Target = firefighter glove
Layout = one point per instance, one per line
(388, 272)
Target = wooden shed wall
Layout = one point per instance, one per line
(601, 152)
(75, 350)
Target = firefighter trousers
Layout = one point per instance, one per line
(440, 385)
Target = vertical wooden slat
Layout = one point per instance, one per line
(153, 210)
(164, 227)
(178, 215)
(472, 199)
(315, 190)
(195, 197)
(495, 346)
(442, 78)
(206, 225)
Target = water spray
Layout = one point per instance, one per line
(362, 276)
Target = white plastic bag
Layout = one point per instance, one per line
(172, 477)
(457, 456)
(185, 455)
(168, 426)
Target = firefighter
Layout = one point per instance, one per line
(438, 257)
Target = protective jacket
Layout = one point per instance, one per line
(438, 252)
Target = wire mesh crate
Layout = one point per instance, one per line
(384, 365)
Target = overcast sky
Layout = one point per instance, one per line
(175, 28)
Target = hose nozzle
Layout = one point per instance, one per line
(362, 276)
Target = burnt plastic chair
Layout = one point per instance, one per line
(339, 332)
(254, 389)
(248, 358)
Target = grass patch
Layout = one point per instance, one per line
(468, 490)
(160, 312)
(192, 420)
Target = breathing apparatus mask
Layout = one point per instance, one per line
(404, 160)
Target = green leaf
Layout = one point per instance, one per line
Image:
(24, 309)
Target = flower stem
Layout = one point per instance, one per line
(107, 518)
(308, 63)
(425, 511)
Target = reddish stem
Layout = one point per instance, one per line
^^^^^^^^^^^^^^^^
▶ **What to work on**
If a line of the listing contains "wooden", count it; state the final number and nothing more.

▶ **Expected answer**
2